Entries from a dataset
··········

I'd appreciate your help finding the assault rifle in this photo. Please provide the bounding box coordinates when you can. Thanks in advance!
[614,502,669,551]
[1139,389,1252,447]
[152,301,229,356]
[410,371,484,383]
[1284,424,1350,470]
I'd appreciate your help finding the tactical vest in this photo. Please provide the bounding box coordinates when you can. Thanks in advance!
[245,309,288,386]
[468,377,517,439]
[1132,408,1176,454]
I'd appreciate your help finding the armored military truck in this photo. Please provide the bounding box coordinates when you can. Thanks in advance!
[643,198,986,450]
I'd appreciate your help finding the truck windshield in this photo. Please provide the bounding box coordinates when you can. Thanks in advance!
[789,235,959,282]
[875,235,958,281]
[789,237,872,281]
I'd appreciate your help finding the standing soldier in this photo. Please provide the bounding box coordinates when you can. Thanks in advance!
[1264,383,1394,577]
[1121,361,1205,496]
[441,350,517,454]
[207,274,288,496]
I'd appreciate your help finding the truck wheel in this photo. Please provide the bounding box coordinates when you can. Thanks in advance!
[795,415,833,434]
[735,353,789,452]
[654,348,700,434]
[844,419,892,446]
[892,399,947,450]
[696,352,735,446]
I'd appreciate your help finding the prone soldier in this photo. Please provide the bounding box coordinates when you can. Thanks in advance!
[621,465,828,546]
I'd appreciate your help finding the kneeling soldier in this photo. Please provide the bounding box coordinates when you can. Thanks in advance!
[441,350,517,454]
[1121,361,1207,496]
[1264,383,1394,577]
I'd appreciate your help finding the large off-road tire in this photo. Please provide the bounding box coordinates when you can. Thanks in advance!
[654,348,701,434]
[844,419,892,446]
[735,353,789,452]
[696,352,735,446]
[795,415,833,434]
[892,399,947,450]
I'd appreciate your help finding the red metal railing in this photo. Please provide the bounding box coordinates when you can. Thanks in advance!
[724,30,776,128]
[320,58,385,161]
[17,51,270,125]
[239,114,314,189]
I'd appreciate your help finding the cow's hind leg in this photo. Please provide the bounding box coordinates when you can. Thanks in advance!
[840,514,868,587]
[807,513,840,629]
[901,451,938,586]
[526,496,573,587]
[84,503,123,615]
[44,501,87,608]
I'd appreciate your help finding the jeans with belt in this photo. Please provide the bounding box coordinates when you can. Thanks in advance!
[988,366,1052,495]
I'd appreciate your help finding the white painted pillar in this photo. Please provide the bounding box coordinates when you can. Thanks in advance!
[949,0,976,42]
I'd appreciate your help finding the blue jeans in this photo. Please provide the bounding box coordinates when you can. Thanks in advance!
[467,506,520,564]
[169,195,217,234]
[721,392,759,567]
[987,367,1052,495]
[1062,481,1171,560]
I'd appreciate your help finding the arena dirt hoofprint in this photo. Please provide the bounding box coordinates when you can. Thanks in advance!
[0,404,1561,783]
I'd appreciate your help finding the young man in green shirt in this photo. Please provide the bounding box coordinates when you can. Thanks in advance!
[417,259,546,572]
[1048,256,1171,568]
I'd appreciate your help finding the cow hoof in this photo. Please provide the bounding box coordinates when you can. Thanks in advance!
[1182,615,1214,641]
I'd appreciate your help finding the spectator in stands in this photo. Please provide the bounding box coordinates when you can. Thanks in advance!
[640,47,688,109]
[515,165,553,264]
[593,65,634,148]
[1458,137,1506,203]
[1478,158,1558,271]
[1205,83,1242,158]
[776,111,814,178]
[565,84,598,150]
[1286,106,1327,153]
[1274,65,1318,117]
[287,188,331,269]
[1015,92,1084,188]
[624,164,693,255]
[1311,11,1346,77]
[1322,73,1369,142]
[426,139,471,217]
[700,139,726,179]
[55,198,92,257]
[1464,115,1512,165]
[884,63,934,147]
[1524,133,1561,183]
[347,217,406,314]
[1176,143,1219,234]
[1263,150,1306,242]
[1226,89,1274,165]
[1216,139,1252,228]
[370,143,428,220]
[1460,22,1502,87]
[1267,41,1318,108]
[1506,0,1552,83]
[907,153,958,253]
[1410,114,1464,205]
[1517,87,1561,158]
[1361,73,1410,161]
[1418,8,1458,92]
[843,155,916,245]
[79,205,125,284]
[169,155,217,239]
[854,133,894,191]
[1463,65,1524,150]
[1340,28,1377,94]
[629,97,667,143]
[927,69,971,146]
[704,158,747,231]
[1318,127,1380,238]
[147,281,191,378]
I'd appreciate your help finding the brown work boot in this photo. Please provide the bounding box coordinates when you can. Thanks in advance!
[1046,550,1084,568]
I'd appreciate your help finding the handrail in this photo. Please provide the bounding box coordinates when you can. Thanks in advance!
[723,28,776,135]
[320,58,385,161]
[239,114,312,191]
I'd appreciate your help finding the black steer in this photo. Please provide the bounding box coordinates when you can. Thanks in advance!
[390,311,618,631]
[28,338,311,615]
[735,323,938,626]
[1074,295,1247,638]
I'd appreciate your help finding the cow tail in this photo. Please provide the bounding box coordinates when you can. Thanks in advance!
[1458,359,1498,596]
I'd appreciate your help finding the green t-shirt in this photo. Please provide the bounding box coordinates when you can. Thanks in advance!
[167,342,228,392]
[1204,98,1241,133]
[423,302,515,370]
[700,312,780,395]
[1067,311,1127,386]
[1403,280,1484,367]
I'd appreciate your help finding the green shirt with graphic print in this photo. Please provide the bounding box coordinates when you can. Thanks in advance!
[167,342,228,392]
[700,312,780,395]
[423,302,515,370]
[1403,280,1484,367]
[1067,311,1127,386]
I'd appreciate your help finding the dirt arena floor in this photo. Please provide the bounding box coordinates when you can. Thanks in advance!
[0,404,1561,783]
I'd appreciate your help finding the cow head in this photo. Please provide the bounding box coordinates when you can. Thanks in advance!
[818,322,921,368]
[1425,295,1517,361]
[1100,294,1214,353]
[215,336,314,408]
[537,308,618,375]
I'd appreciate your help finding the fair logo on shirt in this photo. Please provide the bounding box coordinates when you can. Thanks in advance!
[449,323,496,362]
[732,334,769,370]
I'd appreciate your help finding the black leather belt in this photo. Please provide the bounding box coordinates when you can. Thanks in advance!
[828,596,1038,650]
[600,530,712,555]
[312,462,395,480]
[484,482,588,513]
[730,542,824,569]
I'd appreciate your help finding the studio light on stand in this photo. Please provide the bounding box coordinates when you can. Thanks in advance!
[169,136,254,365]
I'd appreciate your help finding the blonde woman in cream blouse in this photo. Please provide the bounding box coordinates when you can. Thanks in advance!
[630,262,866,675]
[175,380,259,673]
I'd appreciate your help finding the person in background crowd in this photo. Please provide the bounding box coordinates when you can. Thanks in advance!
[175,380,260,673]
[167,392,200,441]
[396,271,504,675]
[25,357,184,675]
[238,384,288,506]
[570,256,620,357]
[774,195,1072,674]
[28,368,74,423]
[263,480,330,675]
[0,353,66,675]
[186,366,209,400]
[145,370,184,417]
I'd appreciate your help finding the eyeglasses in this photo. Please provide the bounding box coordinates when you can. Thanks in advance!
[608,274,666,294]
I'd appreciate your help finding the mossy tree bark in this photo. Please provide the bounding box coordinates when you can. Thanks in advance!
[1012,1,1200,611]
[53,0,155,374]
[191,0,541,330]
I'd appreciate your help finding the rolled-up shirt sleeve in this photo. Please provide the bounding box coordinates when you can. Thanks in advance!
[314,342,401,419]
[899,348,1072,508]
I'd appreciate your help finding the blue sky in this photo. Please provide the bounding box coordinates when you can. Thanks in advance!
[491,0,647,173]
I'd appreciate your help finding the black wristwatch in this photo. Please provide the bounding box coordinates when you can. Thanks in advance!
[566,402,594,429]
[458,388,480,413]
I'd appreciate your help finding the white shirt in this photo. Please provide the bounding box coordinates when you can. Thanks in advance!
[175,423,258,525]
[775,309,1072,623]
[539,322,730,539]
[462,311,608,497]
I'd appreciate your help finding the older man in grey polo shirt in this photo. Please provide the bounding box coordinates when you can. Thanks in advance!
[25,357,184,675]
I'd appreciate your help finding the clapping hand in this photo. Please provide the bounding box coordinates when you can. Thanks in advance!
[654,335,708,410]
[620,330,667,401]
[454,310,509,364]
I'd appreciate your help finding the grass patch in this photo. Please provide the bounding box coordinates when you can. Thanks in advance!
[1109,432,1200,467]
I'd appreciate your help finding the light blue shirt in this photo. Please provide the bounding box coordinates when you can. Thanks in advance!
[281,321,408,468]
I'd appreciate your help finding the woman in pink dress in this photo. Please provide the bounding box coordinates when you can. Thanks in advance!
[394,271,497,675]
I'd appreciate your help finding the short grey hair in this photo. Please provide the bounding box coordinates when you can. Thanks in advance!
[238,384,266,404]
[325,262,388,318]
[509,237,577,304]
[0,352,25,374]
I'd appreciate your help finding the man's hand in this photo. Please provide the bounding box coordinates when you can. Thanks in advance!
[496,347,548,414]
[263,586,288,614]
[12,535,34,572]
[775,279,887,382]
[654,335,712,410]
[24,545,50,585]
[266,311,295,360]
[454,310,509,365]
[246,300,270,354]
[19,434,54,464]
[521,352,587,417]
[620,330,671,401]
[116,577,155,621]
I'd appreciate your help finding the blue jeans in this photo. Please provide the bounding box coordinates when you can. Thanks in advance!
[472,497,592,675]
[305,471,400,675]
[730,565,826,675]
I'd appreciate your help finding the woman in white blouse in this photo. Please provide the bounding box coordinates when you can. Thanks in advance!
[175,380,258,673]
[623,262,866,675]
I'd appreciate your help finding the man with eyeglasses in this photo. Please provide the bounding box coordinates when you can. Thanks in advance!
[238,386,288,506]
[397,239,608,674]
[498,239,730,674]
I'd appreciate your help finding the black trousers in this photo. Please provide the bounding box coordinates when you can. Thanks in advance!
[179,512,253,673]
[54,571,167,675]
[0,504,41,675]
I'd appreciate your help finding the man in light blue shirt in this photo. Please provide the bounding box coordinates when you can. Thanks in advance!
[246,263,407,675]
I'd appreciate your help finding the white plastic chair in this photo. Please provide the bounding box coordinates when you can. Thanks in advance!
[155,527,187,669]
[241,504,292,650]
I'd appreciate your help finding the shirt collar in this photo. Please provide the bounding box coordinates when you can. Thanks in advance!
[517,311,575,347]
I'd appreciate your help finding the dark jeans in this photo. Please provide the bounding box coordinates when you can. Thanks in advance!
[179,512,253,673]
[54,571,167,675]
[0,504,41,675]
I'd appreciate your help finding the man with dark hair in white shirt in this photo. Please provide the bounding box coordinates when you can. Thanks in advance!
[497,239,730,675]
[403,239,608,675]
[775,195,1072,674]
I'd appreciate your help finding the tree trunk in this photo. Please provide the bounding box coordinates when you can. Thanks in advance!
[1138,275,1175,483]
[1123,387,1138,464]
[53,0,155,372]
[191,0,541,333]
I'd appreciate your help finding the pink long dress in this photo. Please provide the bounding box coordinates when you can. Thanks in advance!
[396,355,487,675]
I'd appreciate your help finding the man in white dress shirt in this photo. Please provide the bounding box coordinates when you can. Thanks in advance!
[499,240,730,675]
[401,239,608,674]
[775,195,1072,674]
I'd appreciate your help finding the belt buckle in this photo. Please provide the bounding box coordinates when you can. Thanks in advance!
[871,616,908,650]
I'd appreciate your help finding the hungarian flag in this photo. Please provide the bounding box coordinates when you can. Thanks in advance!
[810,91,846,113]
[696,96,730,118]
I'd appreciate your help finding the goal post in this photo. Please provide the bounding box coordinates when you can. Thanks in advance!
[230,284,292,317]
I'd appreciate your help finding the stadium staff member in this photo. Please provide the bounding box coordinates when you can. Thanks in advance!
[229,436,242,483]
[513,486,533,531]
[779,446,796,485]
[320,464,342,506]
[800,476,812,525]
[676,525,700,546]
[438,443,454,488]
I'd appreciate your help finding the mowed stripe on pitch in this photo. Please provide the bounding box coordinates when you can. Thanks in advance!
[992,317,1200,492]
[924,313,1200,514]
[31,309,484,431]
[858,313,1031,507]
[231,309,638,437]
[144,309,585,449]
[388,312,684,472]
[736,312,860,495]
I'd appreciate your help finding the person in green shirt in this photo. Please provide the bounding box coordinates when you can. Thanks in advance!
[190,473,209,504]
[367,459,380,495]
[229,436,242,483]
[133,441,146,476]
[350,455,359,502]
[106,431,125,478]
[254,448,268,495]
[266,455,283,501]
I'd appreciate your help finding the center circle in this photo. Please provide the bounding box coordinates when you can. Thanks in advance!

··········

## STATED GOAL
Turn the lines of the entries into a numbered list, beginning at the line that contains "I'd appreciate your help finding the spectator" and ending after the line that contains "[147,281,191,378]". Leave out any blank lines.

## EXPECTED ANSWER
1. I'd appreciate your help finding the spectator in stands in this photo. Please provide the bounding box coordinates when you can. Thanks in advance!
2. [640,47,688,109]
3. [515,165,553,264]
4. [593,65,634,148]
5. [1458,137,1506,203]
6. [1478,158,1558,271]
7. [1205,83,1242,158]
8. [776,111,814,178]
9. [565,84,598,150]
10. [1286,106,1327,153]
11. [1274,65,1318,117]
12. [287,188,331,269]
13. [1015,92,1084,188]
14. [624,164,693,255]
15. [1311,11,1346,77]
16. [1322,73,1369,142]
17. [426,139,471,217]
18. [700,139,726,179]
19. [55,198,92,257]
20. [1464,115,1512,165]
21. [884,63,934,147]
22. [1524,133,1561,183]
23. [347,217,406,314]
24. [1176,143,1219,234]
25. [1263,150,1306,242]
26. [1226,89,1274,165]
27. [1216,139,1252,228]
28. [370,143,428,220]
29. [1460,22,1502,87]
30. [1267,41,1318,108]
31. [1506,0,1552,83]
32. [907,153,958,253]
33. [1410,114,1464,205]
34. [1517,87,1561,158]
35. [1361,73,1410,161]
36. [1418,8,1458,92]
37. [843,155,916,245]
38. [79,205,125,284]
39. [169,155,217,239]
40. [854,133,894,191]
41. [1463,65,1524,150]
42. [1340,28,1377,94]
43. [629,97,667,143]
44. [927,69,971,146]
45. [704,158,747,231]
46. [1318,127,1380,238]
47. [147,281,191,378]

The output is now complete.